**What you have to do**
Copy out each entry below verbatim, skipping the images.

***

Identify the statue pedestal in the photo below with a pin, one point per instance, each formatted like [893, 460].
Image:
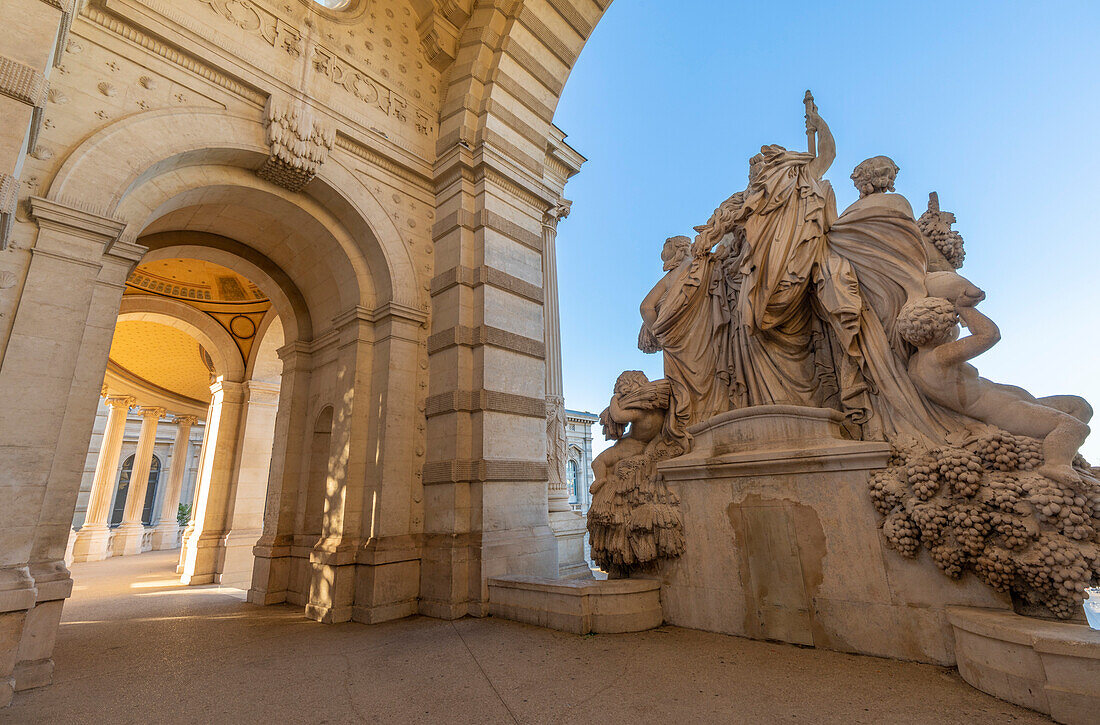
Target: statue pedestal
[1053, 667]
[570, 527]
[782, 542]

***

**Task response**
Identify the statue pedestal in the photo below with a pin, one point per instance, each formatted like [893, 460].
Image:
Target: statue pedestal
[1053, 667]
[570, 527]
[782, 542]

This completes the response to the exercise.